The problem: Everything from the line with "query (the phrase naming what to segment): white petal" to the end of the data should be restated word for word, and nothing before it.

(Outline records)
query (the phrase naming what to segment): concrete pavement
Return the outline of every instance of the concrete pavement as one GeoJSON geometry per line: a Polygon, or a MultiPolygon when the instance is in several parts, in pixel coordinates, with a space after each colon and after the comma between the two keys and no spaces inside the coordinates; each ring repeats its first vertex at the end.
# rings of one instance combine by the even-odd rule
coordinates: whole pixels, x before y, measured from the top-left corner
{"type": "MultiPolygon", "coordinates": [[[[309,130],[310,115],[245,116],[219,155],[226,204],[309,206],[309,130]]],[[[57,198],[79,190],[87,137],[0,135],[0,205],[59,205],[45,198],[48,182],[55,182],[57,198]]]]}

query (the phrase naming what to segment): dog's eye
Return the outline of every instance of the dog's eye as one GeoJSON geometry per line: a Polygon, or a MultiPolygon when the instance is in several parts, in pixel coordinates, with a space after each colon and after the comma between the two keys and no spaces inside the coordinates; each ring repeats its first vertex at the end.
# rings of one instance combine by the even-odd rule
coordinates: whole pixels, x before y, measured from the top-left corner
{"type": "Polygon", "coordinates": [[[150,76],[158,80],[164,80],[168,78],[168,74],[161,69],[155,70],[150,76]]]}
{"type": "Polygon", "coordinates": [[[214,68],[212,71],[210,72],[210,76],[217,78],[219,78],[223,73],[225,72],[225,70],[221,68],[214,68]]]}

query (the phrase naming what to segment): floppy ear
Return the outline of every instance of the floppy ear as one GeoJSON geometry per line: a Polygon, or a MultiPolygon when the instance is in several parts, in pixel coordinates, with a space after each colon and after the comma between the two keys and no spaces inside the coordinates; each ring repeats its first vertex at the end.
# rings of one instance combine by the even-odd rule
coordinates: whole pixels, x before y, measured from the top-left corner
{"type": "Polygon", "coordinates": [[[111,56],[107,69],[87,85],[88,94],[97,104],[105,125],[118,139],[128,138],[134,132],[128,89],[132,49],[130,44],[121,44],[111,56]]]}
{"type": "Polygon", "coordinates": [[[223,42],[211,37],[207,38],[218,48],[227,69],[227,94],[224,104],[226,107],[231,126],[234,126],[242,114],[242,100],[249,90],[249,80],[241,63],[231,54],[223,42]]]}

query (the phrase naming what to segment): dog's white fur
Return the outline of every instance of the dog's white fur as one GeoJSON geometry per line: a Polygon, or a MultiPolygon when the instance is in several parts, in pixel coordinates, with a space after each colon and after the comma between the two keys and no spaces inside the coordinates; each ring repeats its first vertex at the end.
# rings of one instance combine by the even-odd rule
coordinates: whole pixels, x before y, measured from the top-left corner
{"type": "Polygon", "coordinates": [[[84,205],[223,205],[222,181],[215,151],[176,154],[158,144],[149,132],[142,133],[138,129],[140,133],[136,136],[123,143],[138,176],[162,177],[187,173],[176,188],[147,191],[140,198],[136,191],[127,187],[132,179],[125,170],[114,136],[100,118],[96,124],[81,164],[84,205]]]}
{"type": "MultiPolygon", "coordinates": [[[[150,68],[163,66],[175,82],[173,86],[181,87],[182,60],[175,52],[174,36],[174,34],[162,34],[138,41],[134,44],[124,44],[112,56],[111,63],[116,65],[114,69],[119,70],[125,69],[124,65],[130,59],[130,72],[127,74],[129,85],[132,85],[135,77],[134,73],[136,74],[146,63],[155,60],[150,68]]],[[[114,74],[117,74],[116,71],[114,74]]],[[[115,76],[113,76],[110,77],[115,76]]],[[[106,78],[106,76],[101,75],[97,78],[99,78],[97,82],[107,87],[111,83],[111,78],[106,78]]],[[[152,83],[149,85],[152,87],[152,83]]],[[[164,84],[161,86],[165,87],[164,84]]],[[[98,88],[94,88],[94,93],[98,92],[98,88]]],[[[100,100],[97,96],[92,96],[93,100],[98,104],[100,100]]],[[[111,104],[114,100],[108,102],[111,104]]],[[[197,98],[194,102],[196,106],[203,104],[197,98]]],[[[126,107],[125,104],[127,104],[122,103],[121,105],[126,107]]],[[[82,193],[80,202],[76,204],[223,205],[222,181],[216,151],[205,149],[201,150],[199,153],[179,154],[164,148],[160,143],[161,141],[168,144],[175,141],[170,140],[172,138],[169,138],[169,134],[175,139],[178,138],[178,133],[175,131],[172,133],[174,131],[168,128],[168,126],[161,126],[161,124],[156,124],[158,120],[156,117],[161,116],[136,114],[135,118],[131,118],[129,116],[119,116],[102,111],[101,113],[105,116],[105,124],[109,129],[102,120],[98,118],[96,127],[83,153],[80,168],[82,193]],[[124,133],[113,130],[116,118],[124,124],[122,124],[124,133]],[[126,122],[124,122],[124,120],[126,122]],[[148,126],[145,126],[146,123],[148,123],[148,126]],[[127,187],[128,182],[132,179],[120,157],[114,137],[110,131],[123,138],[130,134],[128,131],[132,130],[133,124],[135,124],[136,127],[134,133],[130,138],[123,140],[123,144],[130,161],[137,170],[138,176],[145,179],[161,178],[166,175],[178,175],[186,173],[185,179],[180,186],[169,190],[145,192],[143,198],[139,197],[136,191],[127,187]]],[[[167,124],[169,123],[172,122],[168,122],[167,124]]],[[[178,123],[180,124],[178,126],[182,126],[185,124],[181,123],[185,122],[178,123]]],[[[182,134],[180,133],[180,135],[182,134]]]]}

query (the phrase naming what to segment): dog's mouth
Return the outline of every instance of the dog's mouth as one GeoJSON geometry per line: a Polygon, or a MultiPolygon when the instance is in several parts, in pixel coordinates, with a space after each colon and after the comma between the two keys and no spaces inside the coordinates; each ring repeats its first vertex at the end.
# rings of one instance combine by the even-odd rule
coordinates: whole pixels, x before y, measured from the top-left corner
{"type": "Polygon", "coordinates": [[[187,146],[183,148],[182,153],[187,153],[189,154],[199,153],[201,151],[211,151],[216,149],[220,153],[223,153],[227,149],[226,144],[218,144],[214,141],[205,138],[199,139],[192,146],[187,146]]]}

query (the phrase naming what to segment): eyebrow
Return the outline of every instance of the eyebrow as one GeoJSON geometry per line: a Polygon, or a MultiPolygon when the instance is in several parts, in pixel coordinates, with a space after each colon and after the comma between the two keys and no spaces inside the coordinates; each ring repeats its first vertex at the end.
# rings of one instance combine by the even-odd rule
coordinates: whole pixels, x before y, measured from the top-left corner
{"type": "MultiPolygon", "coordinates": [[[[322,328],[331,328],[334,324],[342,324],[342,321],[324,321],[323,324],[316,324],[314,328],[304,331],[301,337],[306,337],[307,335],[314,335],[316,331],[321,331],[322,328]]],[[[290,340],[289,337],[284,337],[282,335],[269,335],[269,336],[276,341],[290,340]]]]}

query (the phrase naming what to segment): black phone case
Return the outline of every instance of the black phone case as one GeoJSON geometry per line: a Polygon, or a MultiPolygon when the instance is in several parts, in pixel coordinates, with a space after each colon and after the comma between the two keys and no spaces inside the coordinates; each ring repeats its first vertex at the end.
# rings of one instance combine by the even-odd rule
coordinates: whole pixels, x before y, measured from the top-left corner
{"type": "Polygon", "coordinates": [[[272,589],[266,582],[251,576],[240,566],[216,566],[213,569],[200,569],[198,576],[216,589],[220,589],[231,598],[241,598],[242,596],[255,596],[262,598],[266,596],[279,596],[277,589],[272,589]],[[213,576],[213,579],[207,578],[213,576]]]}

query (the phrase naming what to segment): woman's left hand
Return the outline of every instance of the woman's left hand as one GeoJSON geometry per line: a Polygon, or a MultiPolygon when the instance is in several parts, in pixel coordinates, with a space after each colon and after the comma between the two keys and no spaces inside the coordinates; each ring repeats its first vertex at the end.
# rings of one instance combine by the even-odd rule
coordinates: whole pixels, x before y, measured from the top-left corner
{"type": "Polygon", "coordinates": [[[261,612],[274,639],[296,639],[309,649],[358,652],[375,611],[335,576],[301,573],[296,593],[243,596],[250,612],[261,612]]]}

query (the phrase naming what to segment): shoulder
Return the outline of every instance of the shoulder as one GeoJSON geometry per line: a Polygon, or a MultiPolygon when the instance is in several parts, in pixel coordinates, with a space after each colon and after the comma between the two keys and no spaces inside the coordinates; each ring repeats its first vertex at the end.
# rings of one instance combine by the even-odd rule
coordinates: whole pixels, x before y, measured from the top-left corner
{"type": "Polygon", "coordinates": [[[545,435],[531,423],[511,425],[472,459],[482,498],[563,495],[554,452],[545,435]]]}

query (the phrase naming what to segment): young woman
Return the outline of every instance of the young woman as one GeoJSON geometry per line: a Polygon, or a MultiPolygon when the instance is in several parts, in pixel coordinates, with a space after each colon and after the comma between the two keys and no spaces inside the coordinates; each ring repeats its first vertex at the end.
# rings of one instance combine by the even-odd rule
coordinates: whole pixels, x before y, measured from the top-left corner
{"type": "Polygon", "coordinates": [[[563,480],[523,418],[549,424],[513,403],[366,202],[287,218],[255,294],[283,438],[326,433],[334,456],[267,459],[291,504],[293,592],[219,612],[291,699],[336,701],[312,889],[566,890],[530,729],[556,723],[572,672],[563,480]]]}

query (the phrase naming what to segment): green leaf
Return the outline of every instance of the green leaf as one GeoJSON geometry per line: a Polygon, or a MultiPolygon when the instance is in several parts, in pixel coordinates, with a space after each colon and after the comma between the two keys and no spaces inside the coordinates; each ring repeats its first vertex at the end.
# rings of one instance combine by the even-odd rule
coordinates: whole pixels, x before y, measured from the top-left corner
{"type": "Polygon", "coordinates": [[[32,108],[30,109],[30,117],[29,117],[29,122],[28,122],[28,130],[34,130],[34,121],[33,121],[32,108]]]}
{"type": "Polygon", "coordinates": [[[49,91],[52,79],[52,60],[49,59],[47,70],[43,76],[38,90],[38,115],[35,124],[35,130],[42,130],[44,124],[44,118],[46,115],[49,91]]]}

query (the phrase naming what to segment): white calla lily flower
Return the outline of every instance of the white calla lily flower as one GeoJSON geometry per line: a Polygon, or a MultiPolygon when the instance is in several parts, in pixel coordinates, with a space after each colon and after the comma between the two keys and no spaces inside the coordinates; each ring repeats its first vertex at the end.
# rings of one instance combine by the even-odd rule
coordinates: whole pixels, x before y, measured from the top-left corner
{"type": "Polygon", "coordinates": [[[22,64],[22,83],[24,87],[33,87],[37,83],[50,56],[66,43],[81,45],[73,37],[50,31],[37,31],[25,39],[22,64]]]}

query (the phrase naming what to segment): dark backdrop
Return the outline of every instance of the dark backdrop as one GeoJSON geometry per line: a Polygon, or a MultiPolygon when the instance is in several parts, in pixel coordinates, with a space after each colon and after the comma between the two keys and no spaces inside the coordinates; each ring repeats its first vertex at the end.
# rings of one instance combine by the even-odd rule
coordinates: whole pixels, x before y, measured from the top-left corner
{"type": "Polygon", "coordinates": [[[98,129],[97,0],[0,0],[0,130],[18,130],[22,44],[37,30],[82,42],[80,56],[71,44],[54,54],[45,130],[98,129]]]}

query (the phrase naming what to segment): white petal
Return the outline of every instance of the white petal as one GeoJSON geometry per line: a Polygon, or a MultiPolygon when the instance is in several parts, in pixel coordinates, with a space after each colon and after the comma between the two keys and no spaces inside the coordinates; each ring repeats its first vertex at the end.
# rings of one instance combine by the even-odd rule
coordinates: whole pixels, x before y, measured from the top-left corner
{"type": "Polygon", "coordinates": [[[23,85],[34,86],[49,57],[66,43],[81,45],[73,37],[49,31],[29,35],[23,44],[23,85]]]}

Worked answer:
query (the phrase naming what to segment): white petal
Return the outline of every instance of the white petal as one GeoJSON geometry per line: a Polygon, or a MultiPolygon when the instance is in several parts, in pixel coordinates, with a space after each colon and after the comma between the two keys and no spaces inside the coordinates; each ring repeats its first vertex at the end.
# rings of one instance combine by the even-odd rule
coordinates: whole pixels, x before y, measured from the top-left corner
{"type": "Polygon", "coordinates": [[[23,85],[34,86],[49,57],[66,43],[81,45],[73,37],[49,31],[29,35],[23,44],[23,85]]]}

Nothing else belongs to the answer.